(Extract)
Photo editing application

YouCam Makeup is a mobile app for augmented reality (AR) makeup simulation and selfie editing developed by Perfect Corp. It offers virtual try-ons for cosmetics alongside photo and video editing tools, and is available for iOS and Android. It has been downloaded over 1 billion times as of October 2025.

== History ==
YouCam Makeup was launched in 2014 by Perfect Corp, a company specializing in artificial intelligence and augmented reality applications for beauty and fashion, and gained popularity due to its AR and AI technologies, which provided realistic and customizable makeup simulations.

YouCam Makeup operates on a freemium model, offering basic features for free, while more advanced tools and effects are available through in-app purchases or subscriptions. The app also generates revenue through partnerships with cosmetic brands for virtual makeup try-ons. Its virtual try-on feature has been incorporated by beauty brands and retailers for digital product visualization for consumers. The app is available for iOS and Android devices.

Since 2016, YouCam Makeup has partnered with various beauty brands and media outlets to expand its functionalities. Collaborations include partnerships with Ardell, Laura Geller, Elizabeth Arden, and Glamour. In 2017, YouCam Makeup expanded its partnerships to include movie and TV shopping collaborations with Paramount Pictures and QVC.

In 2018, the app was named "One of the Best" at CES BeautyTech and won the CEW Best Beauty App Award. The same year, YouCam Makeup partnered with Cosmopolitan magazine for the first print-to-digital virtual beauty service, allowing readers to try virtual makeup looks via their mobile devices.

In 2019, the app was honored at the 32nd Edison Awards and CEW's Beauty Awards.

In 2022, the app collaborated with Paramount Pictures on the interactive Top Gun: Maverick movie experience and supported breast cancer awareness by sponsoring Pink Agenda events in May, June, and October.
== Features ==
YouCam Makeup can perform tasks of:

Virtual try-on:
- AR makeup: AR-powered application of virtual makeup looks with customizable lipsticks, eyeshadows, blushes, eyeliners, and more;
- AR accessories: Augmented reality feature enabling the application of virtual accessories, including glasses, hats, earrings, and other accessories;
- AR effects: Integration of dynamic visual elements and background modifications.

(Raw data)

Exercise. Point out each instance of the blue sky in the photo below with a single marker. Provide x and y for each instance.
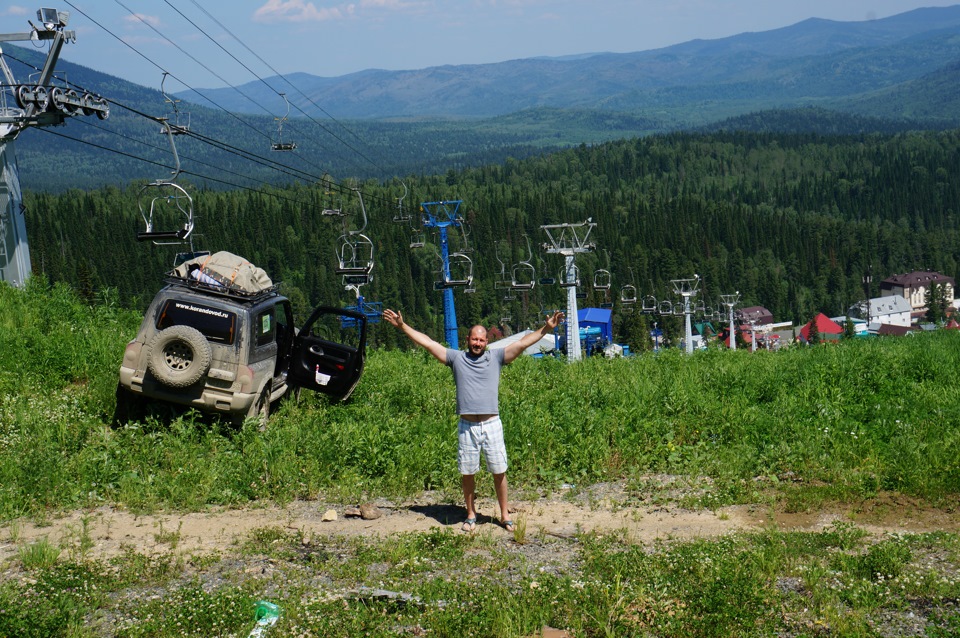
(214, 43)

(What you should do)
Answer these questions from the YouCam Makeup text:
(a) In what year was the app launched?
(b) Which magazine did it partner with in 2018 for a print-to-digital virtual beauty service?
(c) Which virtual accessories does the AR accessories feature name?

(Answer to this problem)
(a) 2014
(b) Cosmopolitan
(c) Glasses, hats, earrings, and other accessories